--- START ---
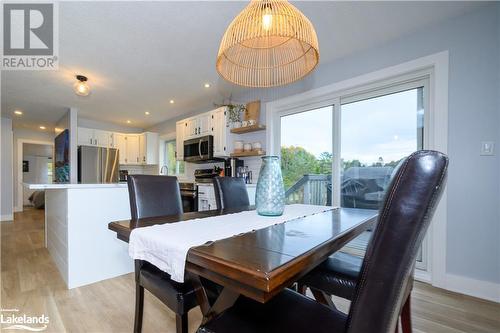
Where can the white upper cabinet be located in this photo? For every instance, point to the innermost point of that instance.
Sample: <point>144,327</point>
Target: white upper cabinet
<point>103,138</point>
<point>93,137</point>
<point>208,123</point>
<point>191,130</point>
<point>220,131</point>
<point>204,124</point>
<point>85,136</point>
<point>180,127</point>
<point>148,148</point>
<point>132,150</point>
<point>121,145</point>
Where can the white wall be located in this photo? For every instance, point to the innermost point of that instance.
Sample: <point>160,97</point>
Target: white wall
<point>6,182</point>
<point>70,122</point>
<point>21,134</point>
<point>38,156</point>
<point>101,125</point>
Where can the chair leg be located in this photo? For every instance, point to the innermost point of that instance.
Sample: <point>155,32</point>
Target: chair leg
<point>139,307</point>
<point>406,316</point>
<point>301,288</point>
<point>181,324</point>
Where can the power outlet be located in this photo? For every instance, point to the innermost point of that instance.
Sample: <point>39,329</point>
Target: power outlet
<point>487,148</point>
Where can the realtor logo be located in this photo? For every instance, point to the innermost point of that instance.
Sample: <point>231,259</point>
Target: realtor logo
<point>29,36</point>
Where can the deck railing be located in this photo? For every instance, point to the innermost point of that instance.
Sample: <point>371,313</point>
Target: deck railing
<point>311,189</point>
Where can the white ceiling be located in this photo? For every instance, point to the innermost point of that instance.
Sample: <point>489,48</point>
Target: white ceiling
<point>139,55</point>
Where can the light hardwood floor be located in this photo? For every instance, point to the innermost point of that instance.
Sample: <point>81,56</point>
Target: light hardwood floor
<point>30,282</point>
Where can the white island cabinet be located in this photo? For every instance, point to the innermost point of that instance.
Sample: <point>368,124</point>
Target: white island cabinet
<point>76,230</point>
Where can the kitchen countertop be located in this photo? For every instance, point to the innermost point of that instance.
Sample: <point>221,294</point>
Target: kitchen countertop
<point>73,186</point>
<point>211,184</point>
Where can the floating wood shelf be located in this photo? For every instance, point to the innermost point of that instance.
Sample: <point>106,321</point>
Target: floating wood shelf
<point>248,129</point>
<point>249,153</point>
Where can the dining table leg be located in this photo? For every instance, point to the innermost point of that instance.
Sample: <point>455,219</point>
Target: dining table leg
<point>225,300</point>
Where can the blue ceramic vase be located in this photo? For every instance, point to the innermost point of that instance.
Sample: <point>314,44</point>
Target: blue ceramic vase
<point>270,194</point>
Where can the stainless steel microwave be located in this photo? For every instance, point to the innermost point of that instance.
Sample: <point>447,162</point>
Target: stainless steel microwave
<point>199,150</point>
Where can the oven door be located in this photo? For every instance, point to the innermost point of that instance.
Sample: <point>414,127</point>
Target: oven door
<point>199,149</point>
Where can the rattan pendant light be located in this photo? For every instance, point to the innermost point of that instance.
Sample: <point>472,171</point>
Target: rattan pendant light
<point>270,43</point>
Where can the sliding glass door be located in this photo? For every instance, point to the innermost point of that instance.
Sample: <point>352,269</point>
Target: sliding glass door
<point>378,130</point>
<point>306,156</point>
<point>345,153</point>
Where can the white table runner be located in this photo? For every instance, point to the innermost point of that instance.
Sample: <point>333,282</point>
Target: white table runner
--- END ---
» Required work:
Reproduce all of the data exactly, omitting each picture it holds.

» Answer below:
Where can the white upper cabinet be located in this photo? For every instance, point to the innermost point of that instance.
Sample: <point>144,327</point>
Target: white upper cabinet
<point>103,138</point>
<point>93,137</point>
<point>208,123</point>
<point>191,130</point>
<point>220,131</point>
<point>204,124</point>
<point>85,136</point>
<point>180,127</point>
<point>148,148</point>
<point>132,150</point>
<point>121,145</point>
Where can the white wall be located in this photo? For every instance, point to the innermost point of that instance.
Sample: <point>160,97</point>
Target: white wall
<point>6,182</point>
<point>70,122</point>
<point>21,134</point>
<point>38,156</point>
<point>101,125</point>
Where can the chair leg be located in this photo? For every instance, point to the innermost point of that instance.
Sample: <point>155,32</point>
Target: chair leg
<point>139,307</point>
<point>406,316</point>
<point>301,288</point>
<point>181,324</point>
Where can the power outlet be located in this photo? For every instance, point to the innermost point of that instance.
Sample: <point>39,329</point>
Target: power outlet
<point>487,148</point>
Where can the realtor logo be located in this photo? For every instance, point to the innermost point of that instance.
Sample: <point>231,259</point>
Target: realtor logo
<point>29,36</point>
Where can the deck railing be located in this photo? For every instance, point to the innermost point of that instance.
Sample: <point>371,313</point>
Target: deck railing
<point>311,189</point>
Where can the white ceiling be located in this photo? For every instance, point to the innermost point of that instance.
Sample: <point>489,48</point>
Target: white ceiling
<point>139,55</point>
Where can the light hardwood floor be located in this photo? For every instance, point to the innermost point of that instance.
Sample: <point>81,56</point>
Target: light hardwood floor
<point>30,282</point>
Where can the white island cabinet be located in this photo? For every instance, point to the innermost point of that instance.
Sample: <point>368,124</point>
Target: white island cabinet
<point>76,230</point>
Where can the kitchen countertop be located in this photo? For every instance, point to the innermost point of that instance.
Sample: <point>221,294</point>
Target: kitchen countertop
<point>73,186</point>
<point>211,184</point>
Where can the floating wood shelf be located in this photo? For every instance, point to the innermost point of that instance.
Sample: <point>106,321</point>
Target: floating wood shelf
<point>248,129</point>
<point>249,153</point>
Where can the dining table leg be located in this photo? For every instance, point to the innermost point of that instance.
Sample: <point>455,219</point>
Target: dining table leg
<point>225,300</point>
Where can the blue ceramic vase be located in this photo? For every instance, point to the innermost point of that instance.
Sample: <point>314,44</point>
Target: blue ceramic vase
<point>270,194</point>
Where can the stainless steel microwave be located in this photo? For every instance, point to the innermost point of that instance.
Sample: <point>447,162</point>
Target: stainless steel microwave
<point>199,150</point>
Where can the oven door be located in this photo? For every instance, point to the innermost point of that instance.
Sample: <point>414,127</point>
Target: oven door
<point>199,149</point>
Where can the rattan pendant light be located in this photo? For every instance, point to the innermost point of that instance.
Sample: <point>472,171</point>
Target: rattan pendant light
<point>270,43</point>
Where can the sliding glass door be located in this photo? For every instance, point to the innermost point of that instance.
Sample: <point>352,269</point>
Target: sliding glass door
<point>378,130</point>
<point>306,156</point>
<point>345,153</point>
Where can the white table runner be located in this photo? For every instance, point to the innermost point of that instance.
Sample: <point>333,282</point>
Target: white table runner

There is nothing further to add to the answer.